▶ SELECTED PASSAGE:
Therefore it is in the ECB’s own interest that its decision-making bodies consist of individuals with in-depth knowledge and high-level expertise, i.e. “persons of recognised standing and professional experience in monetary or banking matters”, irrespective of where they earned their standing and gained their experience. In other words, I believe the ECB board could only benefit from wider recruitment, in particular from financial markets or from the academia, as is the case in other monetary policy committees such as the Bank of England MPC or the US FOMC.

40.   What will be your personal approach of the social dialogue at the ECB?

I consider staff as key stakeholders within an organisation. As a manager of the French Treasury, I have participated in many meetings with staff representatives, either on a formal or on an informal basis. Therefore, I look forward and I am keenly interested in participating in the dialogue with the staff of the ECB. I believe the most effective way to engage in a fruitful dialogue with staff is to ensure that the relevant information is shared timely and transparently and to seek their opinions on the relevant issues. In this respect, the staff representatives play an important role and should be consulted on changes to the employment conditions and related policies. I know that this is already an established practice at the ECB and that, in addition, Executive Board members meet staff representatives directly during an annual meeting and on other occasions, depending on the responsibilities and circumstances. I welcome this direct contact and I am eager to contribute to this dialogue.

▶ EXERCISE TASKS:
• A. Return the passage on the ECB between "Therefore it is" and "the US FOMC.", inclusive.
• B. Answer these questions from the passage on the ECB:
(i) Which two monetary policy committees are named as examples of wider recruitment?
(ii) In what role did the speaker take part in many meetings with staff representatives?
(iii) Besides other occasions, at what kind of meeting do Executive Board members meet staff representatives directly?
• C. Carry on the passage on the ECB from the point where it stops.
The records play no part in any of the tasks.

(Object location annotation data)
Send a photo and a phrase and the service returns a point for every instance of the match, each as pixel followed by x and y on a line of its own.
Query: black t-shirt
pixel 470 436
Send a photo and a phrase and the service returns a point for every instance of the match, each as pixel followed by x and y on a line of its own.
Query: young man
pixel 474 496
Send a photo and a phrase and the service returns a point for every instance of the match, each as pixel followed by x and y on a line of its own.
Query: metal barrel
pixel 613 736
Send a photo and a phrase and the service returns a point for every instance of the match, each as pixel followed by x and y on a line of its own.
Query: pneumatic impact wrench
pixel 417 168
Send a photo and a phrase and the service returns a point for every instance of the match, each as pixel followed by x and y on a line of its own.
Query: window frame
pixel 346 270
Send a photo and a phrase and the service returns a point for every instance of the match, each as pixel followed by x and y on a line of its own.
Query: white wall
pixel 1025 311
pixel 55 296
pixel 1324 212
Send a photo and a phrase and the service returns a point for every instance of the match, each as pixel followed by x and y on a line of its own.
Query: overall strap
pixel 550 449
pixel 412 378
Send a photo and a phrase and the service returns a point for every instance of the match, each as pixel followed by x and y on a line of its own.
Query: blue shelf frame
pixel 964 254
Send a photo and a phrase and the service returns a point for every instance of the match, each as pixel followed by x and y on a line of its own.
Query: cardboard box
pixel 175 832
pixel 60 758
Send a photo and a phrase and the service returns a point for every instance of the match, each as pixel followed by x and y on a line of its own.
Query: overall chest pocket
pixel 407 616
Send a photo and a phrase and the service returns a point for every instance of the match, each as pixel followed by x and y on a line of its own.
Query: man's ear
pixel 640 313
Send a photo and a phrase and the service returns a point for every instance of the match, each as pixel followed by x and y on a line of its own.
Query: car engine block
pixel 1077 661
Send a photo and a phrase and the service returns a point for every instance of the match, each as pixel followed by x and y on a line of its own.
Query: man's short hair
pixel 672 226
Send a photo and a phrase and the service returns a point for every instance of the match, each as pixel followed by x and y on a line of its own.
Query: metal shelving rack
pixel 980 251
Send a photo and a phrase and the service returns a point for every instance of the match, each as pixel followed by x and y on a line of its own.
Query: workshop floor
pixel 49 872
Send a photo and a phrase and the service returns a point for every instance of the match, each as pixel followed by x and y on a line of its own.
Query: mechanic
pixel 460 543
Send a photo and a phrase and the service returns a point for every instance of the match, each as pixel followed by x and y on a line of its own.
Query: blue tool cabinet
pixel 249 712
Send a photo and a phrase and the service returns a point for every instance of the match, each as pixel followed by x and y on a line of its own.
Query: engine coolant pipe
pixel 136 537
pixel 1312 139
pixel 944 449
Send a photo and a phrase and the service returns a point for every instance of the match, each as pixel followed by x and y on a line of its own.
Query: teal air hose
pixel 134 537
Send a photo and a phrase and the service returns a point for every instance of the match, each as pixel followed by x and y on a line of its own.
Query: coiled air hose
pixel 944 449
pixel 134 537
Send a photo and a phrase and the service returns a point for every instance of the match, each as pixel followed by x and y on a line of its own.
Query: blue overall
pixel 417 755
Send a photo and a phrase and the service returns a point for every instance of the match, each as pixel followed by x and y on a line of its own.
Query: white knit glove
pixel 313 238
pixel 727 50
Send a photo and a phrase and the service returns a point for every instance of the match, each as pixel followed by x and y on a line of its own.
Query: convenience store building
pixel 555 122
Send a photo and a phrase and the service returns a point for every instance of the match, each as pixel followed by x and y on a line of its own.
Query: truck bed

▶ WRITTEN RESPONSES:
• A.
Therefore it is in the ECB’s own interest that its decision-making bodies consist of individuals with in-depth knowledge and high-level expertise, i.e. “persons of recognised standing and professional experience in monetary or banking matters”, irrespective of where they earned their standing and gained their experience. In other words, I believe the ECB board could only benefit from wider recruitment, in particular from financial markets or from the academia, as is the case in other monetary policy committees such as the Bank of England MPC or the US FOMC.

• B.
(i) The Bank of England MPC and the US FOMC.
(ii) As a manager of the French Treasury.
(iii) An annual meeting.

• C.
I am also aware that the ECB conducts a dialogue with the staff representatives at ESCB level, in order to inform them on decisions to be taken by the ECB's decision-making bodies that may have a major impact on the employment situation in the central banks. These meetings should offer the opportunity to exchange views and ideas and, at the same time, to strengthen the cooperation among the national central banks which are part of the ESCB / Euro system.

41.   Would you be in favour of a confirmation procedure by the European Parliament (notwithstanding the constitutional issues that such a change would raise)?

The appointment procedure for members of the ECB Executive Board is laid down in article 283 (TFUE). It prescribes that the European Council shall appoint the Executive Board members among persons who are regarded as experts in the field of monetary policy and banking matters. However, the European Council may only do so “after it has consulted the European Parliament”. For this consultation, the Committee on Economic and Monetary Affairs (ECON) organises a public hearing with the person(s) that were previously proposed by the Council.

Past appointments have corroborated that this arrangement is adequate. It has warranted the appointment of “persons of recognised standing and professional experience in monetary and banking matters”. Since the establishment of the ECB, its members of the Executive Board have acted with responsibility and adhered to the mandate given by the Treaty. Therefore, a formal confirmation procedure would in my view not have changed the outcome of the selection process. However, it is the liberty of the Treaty parties to reconsider this.

42.   Could you elaborate on your views on the concept of democratic accountability with regards to the ECB and central banking in general?

The independence of central banks has established itself over the past few decades as an important element of the monetary policy regimes. The decision to grant monetary policy and hence central banks independence is firmly grounded in economic theory and empirical evidence. This arrangement is conducive to maintaining price stability.

At the same time, in democratic societies any institution entrusted with a public function must be accountable to citizens and their elected representatives. Accountability is therefore an important counterpart of central bank independence. In order to retain legitimacy, a central bank must report regularly and extensively to the democratic sovereign. The concept of democratic accountability is the guiding principle of the ECB’s relations with the European Parliament, as the institution directly representing the European people.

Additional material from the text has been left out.